#### THE INPUT ####

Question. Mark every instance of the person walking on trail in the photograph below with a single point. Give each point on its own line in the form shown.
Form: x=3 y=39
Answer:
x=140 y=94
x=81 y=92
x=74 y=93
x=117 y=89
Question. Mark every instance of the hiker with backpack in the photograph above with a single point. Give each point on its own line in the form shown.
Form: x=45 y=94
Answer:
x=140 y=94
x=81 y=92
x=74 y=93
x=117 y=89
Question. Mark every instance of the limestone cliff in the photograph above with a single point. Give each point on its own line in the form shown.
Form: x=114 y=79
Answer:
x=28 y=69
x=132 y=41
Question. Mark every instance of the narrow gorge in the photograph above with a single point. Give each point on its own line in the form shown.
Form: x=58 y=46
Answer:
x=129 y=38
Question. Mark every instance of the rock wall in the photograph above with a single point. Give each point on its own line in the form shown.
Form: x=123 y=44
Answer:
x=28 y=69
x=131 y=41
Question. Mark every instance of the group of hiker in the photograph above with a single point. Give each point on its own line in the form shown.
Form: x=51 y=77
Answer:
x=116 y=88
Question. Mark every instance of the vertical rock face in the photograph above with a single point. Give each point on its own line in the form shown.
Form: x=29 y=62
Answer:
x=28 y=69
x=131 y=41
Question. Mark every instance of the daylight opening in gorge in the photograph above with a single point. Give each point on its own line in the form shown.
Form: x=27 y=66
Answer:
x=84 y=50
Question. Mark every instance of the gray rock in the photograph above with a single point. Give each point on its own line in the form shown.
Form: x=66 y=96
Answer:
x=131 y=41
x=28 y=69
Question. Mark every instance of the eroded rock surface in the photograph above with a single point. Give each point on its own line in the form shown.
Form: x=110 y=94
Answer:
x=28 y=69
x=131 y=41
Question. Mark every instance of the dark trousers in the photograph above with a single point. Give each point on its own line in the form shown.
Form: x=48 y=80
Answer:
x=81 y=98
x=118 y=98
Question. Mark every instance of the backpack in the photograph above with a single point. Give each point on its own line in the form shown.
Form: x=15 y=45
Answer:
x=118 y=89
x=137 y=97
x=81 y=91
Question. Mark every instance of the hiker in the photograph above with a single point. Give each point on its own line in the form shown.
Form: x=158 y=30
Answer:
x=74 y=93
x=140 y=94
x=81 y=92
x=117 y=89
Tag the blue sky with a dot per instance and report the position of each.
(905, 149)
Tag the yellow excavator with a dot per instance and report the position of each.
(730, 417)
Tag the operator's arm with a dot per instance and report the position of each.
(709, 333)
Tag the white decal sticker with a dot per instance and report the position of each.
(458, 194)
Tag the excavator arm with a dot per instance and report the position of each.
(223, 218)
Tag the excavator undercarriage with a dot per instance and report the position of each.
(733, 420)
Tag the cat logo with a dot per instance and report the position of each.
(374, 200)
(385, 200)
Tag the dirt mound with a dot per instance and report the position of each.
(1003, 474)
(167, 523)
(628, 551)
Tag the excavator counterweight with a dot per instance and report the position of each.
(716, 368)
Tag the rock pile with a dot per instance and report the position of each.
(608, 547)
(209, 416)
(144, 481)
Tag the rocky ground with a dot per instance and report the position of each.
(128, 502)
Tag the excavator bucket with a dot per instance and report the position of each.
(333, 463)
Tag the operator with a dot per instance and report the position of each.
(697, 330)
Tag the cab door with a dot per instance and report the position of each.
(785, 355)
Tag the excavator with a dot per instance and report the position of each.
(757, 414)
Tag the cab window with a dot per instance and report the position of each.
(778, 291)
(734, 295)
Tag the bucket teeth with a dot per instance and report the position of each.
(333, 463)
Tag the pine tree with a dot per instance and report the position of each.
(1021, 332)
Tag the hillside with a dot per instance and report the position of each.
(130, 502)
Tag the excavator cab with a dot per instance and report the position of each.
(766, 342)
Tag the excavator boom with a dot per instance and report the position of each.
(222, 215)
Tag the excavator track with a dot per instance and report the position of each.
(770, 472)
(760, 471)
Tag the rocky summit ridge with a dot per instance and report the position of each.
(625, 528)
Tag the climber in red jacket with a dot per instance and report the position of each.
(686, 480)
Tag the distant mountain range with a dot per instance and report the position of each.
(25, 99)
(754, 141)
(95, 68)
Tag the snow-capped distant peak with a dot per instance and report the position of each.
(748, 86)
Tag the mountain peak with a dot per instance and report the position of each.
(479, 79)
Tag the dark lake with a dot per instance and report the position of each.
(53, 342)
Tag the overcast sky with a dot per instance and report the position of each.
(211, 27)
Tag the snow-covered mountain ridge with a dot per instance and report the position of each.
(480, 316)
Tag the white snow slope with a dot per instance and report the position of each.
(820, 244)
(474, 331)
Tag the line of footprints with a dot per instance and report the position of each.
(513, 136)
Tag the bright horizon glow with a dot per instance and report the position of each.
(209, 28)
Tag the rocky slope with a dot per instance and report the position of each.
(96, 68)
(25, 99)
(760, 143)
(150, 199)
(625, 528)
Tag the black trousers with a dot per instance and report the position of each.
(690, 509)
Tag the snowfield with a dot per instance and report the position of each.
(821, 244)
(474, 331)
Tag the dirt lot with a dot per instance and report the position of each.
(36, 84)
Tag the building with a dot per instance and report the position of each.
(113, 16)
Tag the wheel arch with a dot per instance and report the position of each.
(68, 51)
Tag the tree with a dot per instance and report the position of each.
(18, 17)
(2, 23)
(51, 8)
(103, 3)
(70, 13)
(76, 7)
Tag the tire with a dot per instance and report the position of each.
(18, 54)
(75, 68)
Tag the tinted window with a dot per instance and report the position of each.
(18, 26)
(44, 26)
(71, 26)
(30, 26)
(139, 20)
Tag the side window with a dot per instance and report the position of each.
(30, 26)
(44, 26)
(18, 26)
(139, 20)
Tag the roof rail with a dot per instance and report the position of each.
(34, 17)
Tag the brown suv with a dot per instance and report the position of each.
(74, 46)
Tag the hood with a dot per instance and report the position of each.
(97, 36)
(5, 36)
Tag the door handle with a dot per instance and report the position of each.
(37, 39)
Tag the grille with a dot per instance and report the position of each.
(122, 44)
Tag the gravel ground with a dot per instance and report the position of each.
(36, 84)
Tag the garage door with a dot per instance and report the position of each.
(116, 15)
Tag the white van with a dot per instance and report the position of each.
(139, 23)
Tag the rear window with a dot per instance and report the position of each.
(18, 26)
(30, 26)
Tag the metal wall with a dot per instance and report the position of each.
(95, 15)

####

PROBLEM REQUIREMENTS – Look through the preceding entries for the word "gorge". Report how many lines hold it, and only that number.

ANSWER FOR THIS EXERCISE – 2